*DIRECTION*
Extract the entries below, reproducing every line without any change.

+++ MATERIAL FOR THIS EXERCISE +++

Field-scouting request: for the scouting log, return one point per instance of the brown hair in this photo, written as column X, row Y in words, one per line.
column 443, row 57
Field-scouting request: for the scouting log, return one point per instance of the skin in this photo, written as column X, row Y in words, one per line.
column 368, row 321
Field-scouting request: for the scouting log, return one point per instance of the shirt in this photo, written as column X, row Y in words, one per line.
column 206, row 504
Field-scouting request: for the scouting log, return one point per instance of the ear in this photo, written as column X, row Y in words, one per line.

+++

*TASK RESPONSE*
Field-scouting request: for the scouting log, return one point per instance of the brown hair in this photo, written as column X, row Y in words, one per line.
column 443, row 57
Field-scouting request: for the scouting log, return one point per instance of the skin in this photo, written as column X, row Y in words, one per line.
column 368, row 321
Field-scouting request: for the scouting log, return one point per instance of the shirt in this photo, written as column X, row Y in words, one per line.
column 206, row 504
Field-scouting request: for the scouting log, return one point per instance of the ear in this photo, written as column X, row Y in words, one per line.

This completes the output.